An exact, complete copy of the lines below is the expected answer.
[Start of section]
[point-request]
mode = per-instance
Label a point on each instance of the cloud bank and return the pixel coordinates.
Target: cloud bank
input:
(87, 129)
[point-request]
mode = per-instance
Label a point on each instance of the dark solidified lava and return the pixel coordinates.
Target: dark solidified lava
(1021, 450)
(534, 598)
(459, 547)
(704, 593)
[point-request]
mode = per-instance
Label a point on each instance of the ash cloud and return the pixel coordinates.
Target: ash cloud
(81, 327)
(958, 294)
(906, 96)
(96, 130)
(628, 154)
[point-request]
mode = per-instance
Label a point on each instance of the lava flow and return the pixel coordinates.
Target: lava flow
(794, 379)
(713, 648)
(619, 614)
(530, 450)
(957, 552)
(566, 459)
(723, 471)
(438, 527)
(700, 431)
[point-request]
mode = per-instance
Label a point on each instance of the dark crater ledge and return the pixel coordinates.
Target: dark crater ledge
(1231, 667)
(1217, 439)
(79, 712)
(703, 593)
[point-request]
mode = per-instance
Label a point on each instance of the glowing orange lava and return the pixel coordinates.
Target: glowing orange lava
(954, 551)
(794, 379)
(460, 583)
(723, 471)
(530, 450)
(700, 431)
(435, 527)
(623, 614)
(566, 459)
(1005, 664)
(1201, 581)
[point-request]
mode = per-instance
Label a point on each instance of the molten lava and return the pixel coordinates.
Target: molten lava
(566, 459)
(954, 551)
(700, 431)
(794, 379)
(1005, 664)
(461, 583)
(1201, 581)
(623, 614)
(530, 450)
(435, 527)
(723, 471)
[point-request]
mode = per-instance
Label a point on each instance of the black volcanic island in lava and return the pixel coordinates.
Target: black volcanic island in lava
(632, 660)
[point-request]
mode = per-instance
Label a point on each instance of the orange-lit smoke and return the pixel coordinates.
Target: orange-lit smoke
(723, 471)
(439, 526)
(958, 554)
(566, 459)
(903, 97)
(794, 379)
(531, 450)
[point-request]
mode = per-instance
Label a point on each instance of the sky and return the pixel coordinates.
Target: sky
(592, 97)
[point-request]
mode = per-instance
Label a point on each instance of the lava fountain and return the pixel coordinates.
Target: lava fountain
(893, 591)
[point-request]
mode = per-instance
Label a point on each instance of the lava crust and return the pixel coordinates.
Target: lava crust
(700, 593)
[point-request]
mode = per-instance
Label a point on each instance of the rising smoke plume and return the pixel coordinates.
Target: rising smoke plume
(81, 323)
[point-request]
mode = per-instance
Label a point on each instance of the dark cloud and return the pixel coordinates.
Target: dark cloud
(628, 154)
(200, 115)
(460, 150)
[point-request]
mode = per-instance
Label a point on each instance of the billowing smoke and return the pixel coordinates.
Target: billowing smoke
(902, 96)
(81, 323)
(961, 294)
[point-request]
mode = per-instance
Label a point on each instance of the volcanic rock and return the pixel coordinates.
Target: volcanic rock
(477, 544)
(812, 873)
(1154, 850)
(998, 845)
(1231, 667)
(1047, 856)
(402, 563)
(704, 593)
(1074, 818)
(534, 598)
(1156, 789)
[End of section]
Response to this exercise:
[point-request]
mode = per-instance
Label a point on each instance of the cloud bank and return the pixel coordinates.
Target: cloud bank
input:
(87, 129)
[point-request]
mode = per-instance
Label a point on each instance of the dark solidified lava and return the pixel coordinates.
Target: dark solidified lava
(1021, 450)
(534, 598)
(459, 547)
(704, 593)
[point-request]
mode = per-instance
Label a point on each instance of the ash cloud and return the pixel coordinates.
Target: ash cloud
(81, 327)
(958, 294)
(906, 96)
(96, 130)
(628, 154)
[point-request]
mode = per-instance
Label a point on each instance of the lava flow and return the pixel coordinates.
Target: lava flow
(794, 379)
(713, 648)
(619, 614)
(530, 450)
(957, 552)
(566, 459)
(723, 471)
(438, 527)
(700, 431)
[point-request]
mode = per-instance
Label a point on each instance of the dark crater ledge and return the pixel coordinates.
Target: dark crater ledge
(1231, 667)
(1217, 439)
(79, 712)
(703, 593)
[point-request]
mode = per-instance
Label a point on each instance of the glowing orange lava and return the pixel coordinates.
Target: glowing orange lava
(954, 551)
(794, 379)
(460, 583)
(723, 471)
(530, 450)
(700, 431)
(435, 527)
(623, 614)
(566, 459)
(1005, 664)
(1201, 581)
[point-request]
mode = per-instance
Label a point on each instance of the molten lava and return the pixel coordinates.
Target: molten lava
(566, 459)
(954, 551)
(700, 431)
(794, 379)
(1005, 664)
(461, 583)
(1201, 581)
(623, 614)
(530, 450)
(435, 527)
(723, 471)
[point-request]
mode = per-instance
Label a point on each instance of the black volcanic island in lava and return the pixel coordinates.
Target: black volcanic island in lava
(632, 660)
[point-request]
mode = per-instance
Label a point on each instance of the orange-lit smoke and return the pixel coordinates.
Target: orange-lit smoke
(723, 471)
(439, 526)
(958, 554)
(566, 459)
(903, 97)
(794, 379)
(531, 450)
[point-request]
mode = per-instance
Label a point on each instance of the sky and return the pixel coordinates.
Target: sky
(592, 97)
[point-request]
mode = per-instance
Label a point on each instance of the lava fountain and return the pixel coordinates.
Target: lava fountain
(893, 591)
[point-request]
mode = per-instance
Label a point on each instance of the lava crust and return the pixel coordinates.
Target: lava crust
(700, 593)
[point-request]
mode = per-instance
Label a point on each instance of the rising smoke plume and return the pixel coordinates.
Target: rising smoke plume
(81, 323)
[point-request]
mode = per-instance
Label a point on each instance of the dark cloud and return the pixel coordinates.
Target: dark cloud
(628, 154)
(200, 115)
(460, 150)
[point-request]
mode = per-instance
Label a point on each instance of the billowing smoke and return the pixel coordinates.
Target: billowing smoke
(902, 96)
(81, 323)
(961, 294)
[point-request]
mode = per-instance
Label a point on each instance of the volcanic rock and return the pixel coordinates.
Target: volcanic rock
(477, 544)
(812, 873)
(1154, 850)
(998, 845)
(1231, 667)
(1047, 856)
(402, 563)
(704, 593)
(1074, 818)
(534, 598)
(1156, 789)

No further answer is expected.